(Instructions to follow): Starting at the beginning of the entries and stopping after the line that contains "[[97, 159]]", can you change each "marker" to "dot" and give those lines back with nothing else altered? Leave the pictures out of your reply.
_ _ _ _
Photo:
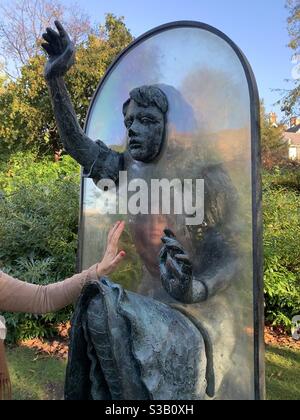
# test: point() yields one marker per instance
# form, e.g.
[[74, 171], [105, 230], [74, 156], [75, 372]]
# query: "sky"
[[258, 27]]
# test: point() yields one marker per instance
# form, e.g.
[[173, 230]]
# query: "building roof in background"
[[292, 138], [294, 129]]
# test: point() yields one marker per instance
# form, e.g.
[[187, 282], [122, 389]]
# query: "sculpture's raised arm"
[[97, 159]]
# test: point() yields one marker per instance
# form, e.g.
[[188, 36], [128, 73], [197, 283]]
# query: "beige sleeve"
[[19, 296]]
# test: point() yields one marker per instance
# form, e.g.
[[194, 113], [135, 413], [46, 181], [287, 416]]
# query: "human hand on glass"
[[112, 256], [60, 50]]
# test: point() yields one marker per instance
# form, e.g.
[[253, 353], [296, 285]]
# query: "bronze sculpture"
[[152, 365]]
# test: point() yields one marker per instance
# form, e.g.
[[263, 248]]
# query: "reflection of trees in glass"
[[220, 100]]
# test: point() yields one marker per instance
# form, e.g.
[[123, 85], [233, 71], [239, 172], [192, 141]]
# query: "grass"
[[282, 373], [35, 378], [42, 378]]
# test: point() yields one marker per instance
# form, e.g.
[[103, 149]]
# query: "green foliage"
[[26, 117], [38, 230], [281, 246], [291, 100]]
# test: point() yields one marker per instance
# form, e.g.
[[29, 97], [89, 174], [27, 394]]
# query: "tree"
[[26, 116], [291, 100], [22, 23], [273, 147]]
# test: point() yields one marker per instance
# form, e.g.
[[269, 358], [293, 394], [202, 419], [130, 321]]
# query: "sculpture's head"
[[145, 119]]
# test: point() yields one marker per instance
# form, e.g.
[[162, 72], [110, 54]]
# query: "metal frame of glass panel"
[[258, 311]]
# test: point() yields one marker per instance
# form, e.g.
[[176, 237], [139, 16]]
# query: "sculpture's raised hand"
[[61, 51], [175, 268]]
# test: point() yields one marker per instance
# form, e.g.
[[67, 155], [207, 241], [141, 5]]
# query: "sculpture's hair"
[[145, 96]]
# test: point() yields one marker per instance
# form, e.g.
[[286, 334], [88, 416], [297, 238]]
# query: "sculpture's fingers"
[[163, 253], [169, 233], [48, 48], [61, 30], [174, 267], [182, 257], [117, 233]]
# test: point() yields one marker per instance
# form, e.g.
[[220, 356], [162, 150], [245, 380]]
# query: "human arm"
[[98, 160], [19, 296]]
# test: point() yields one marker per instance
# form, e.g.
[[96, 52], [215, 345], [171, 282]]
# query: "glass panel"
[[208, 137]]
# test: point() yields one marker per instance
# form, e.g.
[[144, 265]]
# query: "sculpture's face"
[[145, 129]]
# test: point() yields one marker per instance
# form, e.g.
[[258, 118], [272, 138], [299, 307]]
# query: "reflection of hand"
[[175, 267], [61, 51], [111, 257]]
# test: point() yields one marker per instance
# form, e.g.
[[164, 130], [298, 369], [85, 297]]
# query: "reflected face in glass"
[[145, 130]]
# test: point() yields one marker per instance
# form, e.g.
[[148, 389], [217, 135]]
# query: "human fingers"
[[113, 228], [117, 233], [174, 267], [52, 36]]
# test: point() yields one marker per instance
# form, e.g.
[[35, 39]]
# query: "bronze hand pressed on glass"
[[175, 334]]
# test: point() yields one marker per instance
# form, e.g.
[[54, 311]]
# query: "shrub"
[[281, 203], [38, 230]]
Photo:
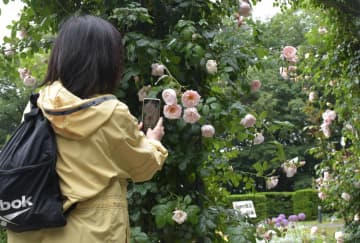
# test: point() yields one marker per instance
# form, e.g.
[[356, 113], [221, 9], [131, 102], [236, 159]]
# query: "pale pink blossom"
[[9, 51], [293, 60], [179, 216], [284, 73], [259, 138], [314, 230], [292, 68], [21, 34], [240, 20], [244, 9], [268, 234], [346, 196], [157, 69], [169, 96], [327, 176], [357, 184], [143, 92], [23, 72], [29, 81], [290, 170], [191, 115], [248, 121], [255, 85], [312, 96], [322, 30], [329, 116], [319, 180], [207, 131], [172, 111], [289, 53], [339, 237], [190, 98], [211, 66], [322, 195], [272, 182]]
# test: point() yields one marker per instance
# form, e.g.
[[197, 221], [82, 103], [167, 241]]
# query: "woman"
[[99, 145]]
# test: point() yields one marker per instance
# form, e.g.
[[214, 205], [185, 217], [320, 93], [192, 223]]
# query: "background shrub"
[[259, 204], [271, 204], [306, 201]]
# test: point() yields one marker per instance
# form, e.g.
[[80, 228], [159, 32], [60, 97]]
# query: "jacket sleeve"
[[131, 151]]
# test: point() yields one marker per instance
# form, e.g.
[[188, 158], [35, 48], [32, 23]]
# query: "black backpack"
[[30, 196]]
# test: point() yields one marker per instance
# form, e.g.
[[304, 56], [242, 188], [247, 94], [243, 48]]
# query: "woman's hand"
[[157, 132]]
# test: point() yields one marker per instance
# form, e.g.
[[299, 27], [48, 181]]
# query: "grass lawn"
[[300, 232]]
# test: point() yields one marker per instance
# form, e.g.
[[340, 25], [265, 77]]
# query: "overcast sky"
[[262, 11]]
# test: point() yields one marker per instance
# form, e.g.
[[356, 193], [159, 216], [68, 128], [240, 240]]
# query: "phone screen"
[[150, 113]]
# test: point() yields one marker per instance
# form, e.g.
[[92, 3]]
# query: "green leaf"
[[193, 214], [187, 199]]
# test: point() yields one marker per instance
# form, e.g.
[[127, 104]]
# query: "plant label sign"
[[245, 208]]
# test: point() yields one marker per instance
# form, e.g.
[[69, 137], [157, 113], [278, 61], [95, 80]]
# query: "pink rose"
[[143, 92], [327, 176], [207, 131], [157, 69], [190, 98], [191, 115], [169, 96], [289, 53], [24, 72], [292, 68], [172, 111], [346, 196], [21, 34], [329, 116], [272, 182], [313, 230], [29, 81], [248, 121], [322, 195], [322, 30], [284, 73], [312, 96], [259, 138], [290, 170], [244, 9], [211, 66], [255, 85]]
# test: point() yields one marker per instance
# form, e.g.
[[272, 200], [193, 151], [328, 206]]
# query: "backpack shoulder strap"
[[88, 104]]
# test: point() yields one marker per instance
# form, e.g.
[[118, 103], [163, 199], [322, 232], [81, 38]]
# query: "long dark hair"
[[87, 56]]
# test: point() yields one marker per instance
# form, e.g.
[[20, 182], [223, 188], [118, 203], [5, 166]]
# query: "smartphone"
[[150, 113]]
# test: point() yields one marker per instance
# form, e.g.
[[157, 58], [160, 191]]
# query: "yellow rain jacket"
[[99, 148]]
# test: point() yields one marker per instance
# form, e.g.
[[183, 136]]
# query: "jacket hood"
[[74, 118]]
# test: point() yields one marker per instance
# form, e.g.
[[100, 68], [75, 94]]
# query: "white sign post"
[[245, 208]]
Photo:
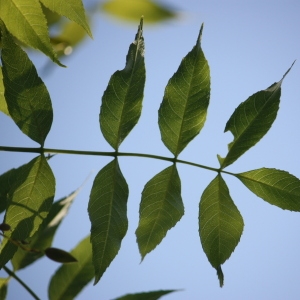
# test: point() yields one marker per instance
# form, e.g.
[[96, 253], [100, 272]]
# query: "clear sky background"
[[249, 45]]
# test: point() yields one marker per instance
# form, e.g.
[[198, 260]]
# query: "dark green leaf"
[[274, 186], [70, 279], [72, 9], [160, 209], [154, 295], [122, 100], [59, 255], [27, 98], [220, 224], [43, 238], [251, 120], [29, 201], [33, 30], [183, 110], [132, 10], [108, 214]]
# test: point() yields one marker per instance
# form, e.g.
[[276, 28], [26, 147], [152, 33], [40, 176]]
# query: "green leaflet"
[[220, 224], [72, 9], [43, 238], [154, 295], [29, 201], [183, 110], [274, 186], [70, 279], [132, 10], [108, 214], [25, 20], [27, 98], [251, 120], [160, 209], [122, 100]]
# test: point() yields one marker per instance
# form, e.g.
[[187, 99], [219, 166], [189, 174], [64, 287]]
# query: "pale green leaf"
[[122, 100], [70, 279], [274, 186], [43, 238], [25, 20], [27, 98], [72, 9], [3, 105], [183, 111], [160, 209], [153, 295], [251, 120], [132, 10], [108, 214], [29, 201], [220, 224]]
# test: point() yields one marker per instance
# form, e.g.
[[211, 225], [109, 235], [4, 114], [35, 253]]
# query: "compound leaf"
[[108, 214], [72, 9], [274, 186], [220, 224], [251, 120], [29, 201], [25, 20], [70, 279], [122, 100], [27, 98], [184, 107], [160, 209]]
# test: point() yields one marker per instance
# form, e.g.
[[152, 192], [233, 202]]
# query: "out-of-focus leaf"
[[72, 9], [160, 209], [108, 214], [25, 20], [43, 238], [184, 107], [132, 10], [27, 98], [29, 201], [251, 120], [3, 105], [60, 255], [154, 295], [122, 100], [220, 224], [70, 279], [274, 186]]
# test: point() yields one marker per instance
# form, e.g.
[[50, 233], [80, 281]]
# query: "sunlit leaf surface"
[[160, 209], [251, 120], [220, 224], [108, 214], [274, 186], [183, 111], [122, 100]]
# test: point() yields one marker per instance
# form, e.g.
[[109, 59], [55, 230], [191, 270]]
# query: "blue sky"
_ _ _ _
(Result of this task):
Photo:
# test: point() yields one dot per instance
# form, e.g.
[[74, 171], [105, 230], [74, 156], [75, 372]]
# query: "sky"
[[258, 27]]
# test: point() yields one dot per instance
# form, e.g.
[[173, 230]]
# query: "building roof in background"
[[292, 138], [294, 129]]
# test: point() yields one dot per instance
# form, e.g.
[[187, 282], [122, 389]]
# query: "sculpture's raised arm"
[[97, 159]]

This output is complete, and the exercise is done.